- [Exercise requirements]
Beneath this task are records; count the lines among them that contain the word "colored" and answer with the number only.

- [Supplied data]
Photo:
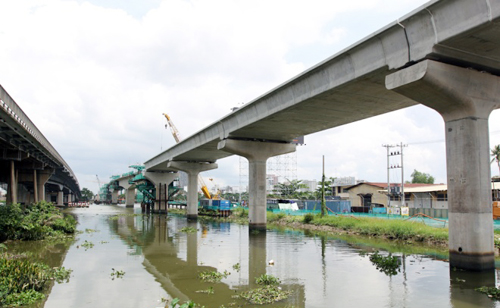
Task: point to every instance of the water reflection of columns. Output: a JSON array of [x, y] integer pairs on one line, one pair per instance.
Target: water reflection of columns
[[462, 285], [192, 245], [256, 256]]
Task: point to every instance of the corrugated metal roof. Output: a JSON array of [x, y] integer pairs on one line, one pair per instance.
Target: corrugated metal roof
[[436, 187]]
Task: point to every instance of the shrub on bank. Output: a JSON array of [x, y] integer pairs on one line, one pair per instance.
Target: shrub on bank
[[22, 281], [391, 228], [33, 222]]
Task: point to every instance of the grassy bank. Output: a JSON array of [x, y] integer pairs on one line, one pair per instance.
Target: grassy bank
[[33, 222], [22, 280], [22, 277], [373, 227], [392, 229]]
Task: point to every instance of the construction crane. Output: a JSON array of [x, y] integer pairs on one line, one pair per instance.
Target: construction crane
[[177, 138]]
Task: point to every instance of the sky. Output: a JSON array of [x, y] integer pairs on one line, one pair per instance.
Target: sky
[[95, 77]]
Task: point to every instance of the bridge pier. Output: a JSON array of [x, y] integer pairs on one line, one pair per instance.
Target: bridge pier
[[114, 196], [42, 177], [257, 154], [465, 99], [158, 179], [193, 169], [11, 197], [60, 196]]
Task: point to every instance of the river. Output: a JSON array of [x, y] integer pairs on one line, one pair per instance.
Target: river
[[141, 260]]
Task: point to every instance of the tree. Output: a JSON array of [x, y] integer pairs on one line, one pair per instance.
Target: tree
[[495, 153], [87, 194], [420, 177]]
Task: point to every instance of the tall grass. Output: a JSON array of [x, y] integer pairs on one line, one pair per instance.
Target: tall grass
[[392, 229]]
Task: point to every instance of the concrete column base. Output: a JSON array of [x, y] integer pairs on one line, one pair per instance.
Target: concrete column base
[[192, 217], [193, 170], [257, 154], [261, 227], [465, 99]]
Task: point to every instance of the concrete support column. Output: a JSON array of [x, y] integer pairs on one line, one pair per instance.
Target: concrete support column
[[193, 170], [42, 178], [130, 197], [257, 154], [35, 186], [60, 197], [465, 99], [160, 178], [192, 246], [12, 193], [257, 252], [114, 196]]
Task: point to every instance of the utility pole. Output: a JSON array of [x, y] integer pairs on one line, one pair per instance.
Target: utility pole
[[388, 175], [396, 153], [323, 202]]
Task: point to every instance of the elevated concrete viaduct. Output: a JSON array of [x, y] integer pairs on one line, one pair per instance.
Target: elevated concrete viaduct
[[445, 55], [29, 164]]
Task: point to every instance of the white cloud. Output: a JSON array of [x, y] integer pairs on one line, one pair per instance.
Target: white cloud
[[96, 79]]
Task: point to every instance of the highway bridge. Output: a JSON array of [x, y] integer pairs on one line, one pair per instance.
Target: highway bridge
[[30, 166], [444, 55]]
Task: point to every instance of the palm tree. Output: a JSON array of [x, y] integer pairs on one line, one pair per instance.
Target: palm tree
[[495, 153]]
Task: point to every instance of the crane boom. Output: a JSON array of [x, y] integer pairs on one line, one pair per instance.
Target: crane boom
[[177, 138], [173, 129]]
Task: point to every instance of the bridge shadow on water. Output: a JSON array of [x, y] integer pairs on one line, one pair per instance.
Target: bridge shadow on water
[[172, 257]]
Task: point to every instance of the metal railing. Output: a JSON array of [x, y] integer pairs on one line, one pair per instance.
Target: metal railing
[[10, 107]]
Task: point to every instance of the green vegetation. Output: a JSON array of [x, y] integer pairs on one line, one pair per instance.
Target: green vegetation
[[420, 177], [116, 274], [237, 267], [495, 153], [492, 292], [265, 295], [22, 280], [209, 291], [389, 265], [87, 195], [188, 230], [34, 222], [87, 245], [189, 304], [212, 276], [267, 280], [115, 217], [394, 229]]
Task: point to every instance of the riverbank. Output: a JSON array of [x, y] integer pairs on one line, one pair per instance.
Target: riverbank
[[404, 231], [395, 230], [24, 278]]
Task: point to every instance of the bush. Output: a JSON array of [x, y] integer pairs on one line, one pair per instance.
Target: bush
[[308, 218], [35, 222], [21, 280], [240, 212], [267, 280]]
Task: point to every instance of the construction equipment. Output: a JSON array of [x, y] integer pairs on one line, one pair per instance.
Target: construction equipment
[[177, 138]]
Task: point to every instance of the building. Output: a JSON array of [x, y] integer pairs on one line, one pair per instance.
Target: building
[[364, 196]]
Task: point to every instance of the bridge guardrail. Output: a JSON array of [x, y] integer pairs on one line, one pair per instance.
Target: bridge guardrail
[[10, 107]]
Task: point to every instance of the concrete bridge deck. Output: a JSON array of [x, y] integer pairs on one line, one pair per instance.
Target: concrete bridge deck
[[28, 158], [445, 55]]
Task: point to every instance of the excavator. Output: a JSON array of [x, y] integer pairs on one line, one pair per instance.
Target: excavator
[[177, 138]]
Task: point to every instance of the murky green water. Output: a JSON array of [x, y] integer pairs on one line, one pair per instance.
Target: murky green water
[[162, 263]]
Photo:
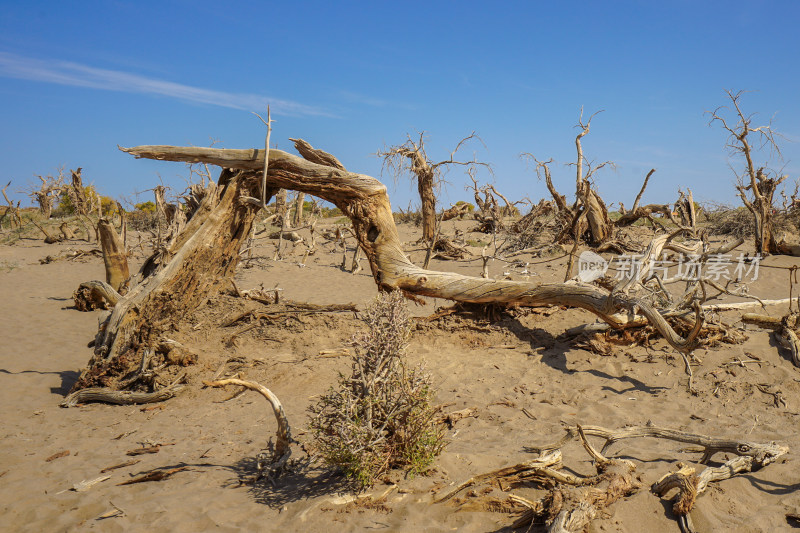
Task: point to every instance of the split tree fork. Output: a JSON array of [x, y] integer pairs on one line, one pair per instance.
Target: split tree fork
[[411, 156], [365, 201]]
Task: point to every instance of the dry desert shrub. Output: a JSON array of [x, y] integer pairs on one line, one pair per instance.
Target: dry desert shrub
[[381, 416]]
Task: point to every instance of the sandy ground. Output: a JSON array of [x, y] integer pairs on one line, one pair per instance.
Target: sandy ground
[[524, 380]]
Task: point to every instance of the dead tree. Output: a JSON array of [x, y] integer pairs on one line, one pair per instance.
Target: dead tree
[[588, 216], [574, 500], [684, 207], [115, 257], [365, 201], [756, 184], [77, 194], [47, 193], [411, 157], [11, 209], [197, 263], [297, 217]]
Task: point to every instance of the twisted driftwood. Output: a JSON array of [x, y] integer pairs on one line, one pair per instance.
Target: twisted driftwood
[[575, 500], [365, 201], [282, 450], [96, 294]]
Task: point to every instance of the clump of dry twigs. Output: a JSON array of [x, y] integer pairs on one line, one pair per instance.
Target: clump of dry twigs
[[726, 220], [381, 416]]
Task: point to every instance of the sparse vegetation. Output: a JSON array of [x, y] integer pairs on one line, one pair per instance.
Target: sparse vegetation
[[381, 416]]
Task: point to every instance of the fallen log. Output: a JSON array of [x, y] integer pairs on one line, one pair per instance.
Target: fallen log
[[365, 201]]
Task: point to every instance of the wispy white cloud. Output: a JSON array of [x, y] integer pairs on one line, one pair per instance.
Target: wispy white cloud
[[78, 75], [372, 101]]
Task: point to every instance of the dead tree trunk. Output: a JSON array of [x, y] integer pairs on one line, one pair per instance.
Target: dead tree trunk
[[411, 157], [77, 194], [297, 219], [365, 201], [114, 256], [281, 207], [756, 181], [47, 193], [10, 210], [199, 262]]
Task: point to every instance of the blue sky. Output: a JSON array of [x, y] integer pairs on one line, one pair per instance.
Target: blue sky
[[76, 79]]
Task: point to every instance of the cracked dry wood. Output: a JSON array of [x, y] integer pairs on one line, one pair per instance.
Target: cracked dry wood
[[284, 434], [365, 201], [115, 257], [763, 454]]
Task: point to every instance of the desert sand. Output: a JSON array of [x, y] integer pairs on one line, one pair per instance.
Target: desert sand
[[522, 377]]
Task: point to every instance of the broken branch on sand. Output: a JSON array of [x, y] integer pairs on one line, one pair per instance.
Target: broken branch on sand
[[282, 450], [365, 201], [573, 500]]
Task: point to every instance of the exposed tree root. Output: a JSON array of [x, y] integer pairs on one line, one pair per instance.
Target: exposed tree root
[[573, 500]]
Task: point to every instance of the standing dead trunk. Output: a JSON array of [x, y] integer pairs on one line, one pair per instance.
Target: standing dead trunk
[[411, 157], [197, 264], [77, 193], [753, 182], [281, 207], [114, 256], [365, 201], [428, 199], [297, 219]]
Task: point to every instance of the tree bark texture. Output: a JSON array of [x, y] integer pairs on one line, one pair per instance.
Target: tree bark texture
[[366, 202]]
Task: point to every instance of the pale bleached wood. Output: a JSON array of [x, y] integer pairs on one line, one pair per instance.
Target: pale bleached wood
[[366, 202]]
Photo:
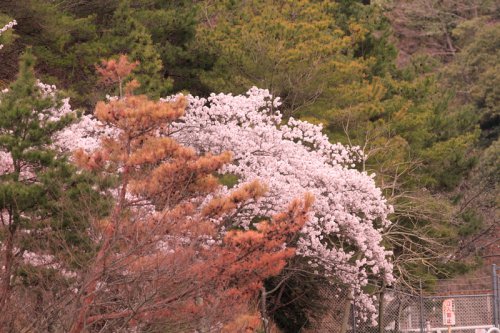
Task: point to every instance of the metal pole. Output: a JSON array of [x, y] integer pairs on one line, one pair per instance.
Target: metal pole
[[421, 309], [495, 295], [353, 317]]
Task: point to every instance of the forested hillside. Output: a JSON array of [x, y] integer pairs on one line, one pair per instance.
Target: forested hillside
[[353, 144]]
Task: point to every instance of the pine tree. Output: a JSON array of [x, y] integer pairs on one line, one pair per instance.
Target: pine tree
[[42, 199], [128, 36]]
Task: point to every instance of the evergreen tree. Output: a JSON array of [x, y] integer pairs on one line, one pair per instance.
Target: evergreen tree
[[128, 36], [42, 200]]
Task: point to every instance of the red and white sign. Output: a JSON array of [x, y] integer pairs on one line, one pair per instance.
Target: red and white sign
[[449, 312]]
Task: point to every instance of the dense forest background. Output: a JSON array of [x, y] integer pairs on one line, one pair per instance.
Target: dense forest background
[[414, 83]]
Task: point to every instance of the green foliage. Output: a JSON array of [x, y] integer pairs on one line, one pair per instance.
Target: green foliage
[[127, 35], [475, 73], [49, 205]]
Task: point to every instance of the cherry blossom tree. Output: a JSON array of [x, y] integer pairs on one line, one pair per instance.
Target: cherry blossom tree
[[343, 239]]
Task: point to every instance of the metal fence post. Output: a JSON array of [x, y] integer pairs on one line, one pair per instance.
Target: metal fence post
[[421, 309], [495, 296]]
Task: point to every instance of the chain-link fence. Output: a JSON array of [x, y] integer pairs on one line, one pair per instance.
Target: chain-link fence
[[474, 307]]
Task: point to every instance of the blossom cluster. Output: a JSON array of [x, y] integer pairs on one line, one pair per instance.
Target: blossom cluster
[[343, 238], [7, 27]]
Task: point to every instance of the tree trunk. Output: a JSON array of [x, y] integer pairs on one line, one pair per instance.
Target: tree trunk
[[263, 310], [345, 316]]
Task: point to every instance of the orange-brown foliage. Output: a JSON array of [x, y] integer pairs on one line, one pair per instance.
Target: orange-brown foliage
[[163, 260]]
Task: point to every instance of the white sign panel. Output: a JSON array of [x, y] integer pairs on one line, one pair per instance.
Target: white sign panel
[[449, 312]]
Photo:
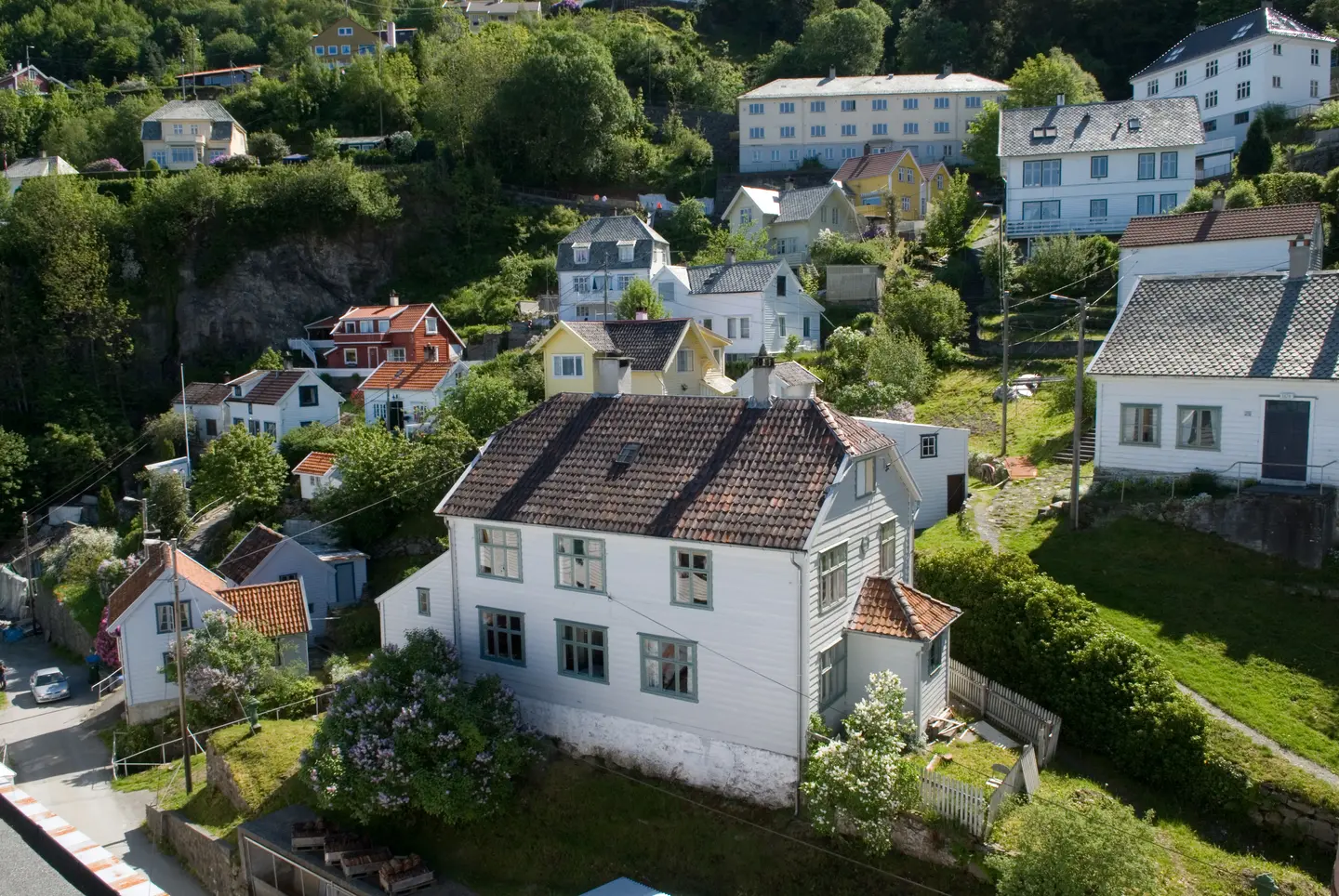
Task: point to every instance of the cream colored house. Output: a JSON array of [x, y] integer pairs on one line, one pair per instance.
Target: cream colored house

- [Exercise answer]
2